*** Provided entries ***

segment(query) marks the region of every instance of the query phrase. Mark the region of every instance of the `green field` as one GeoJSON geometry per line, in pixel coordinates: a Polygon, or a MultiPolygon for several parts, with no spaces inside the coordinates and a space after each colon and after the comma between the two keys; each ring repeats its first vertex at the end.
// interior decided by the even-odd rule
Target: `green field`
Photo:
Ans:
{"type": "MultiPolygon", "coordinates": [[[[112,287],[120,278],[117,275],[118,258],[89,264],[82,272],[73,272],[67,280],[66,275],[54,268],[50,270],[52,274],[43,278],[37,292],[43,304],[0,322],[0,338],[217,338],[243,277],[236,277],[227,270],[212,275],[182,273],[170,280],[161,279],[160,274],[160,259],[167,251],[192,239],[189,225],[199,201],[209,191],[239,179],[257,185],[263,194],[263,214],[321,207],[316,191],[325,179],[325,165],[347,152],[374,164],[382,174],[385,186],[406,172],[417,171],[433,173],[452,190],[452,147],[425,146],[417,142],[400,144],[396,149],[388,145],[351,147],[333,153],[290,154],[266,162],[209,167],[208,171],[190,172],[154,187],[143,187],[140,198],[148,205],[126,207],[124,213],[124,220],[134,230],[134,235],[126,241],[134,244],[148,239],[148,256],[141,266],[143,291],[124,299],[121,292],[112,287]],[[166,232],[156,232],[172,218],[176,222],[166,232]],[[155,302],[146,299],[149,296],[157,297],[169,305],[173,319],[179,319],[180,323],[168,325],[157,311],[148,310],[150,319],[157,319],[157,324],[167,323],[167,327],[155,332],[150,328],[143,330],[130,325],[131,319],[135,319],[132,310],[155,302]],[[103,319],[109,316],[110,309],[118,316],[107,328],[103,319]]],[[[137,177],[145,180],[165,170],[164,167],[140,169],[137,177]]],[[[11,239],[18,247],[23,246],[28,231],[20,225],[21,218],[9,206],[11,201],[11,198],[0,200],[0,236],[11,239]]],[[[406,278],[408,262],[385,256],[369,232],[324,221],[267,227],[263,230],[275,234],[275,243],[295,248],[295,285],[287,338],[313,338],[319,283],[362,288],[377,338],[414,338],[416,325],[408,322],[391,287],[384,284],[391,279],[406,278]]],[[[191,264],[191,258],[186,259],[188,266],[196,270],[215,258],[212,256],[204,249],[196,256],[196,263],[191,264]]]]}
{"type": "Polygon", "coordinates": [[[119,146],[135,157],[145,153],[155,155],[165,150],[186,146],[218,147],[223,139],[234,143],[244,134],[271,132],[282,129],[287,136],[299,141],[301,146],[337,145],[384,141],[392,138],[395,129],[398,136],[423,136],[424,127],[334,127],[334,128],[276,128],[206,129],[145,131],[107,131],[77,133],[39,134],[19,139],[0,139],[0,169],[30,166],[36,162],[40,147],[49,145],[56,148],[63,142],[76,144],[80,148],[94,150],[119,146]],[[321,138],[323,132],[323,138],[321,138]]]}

***

Given instruction: Return all of the data exactly as it reads.

Response to this task:
segment(query) marks the region of every instance of the query phrase. Mark the region of every instance of the `green field` as one GeoJSON geometry per line, in pixel coordinates: a Polygon, or a MultiPolygon for several parts, with no spaces inside the coordinates and a space after each colon and after the comma between the two keys; each ring repeats its first vertex at the end.
// interior decided by the even-odd rule
Target: `green field`
Photo:
Ans:
{"type": "MultiPolygon", "coordinates": [[[[112,287],[120,278],[117,275],[118,258],[89,264],[82,272],[73,272],[67,280],[66,275],[54,268],[50,270],[52,274],[43,278],[37,292],[43,304],[0,322],[0,338],[217,338],[243,277],[236,277],[227,270],[212,275],[182,273],[170,280],[161,279],[160,274],[160,259],[167,251],[192,239],[189,225],[199,201],[209,191],[239,179],[257,185],[263,194],[263,214],[321,207],[316,191],[325,179],[325,165],[347,152],[374,164],[382,174],[385,186],[406,172],[417,171],[433,173],[452,190],[452,147],[425,146],[417,142],[400,144],[396,149],[388,145],[351,147],[333,153],[290,154],[266,162],[209,167],[208,171],[190,172],[154,187],[143,187],[140,198],[148,205],[126,207],[124,213],[124,220],[134,230],[134,235],[126,241],[134,244],[148,239],[148,256],[141,266],[143,291],[124,299],[121,292],[112,287]],[[166,232],[156,232],[172,218],[176,222],[166,232]],[[155,302],[146,299],[149,296],[157,297],[169,305],[173,319],[179,319],[180,323],[168,325],[157,311],[148,310],[150,319],[157,319],[157,324],[167,323],[167,327],[155,332],[150,328],[143,330],[130,325],[131,319],[135,319],[132,310],[155,302]],[[103,319],[109,316],[110,309],[118,316],[107,328],[103,319]]],[[[137,177],[145,180],[165,170],[164,167],[140,169],[137,177]]],[[[11,239],[18,247],[23,246],[28,231],[20,225],[21,218],[9,206],[11,201],[11,198],[0,200],[0,236],[11,239]]],[[[406,278],[408,262],[385,256],[369,232],[324,221],[267,227],[263,230],[275,234],[275,243],[295,248],[295,285],[287,338],[313,338],[319,283],[362,288],[377,338],[414,338],[416,325],[408,322],[391,287],[384,284],[391,279],[406,278]]],[[[191,264],[191,258],[186,259],[188,266],[196,270],[215,258],[212,256],[204,249],[196,256],[196,263],[191,264]]]]}
{"type": "Polygon", "coordinates": [[[119,146],[135,157],[145,153],[155,155],[165,150],[186,146],[218,147],[223,139],[234,143],[244,134],[271,132],[282,129],[287,136],[299,141],[301,146],[337,145],[384,141],[392,138],[395,129],[398,136],[423,136],[424,127],[334,127],[334,128],[276,128],[206,129],[145,131],[107,131],[77,133],[39,134],[19,139],[0,139],[0,169],[30,166],[36,162],[40,147],[49,145],[56,148],[63,142],[76,144],[80,148],[94,150],[119,146]],[[321,138],[323,132],[323,138],[321,138]]]}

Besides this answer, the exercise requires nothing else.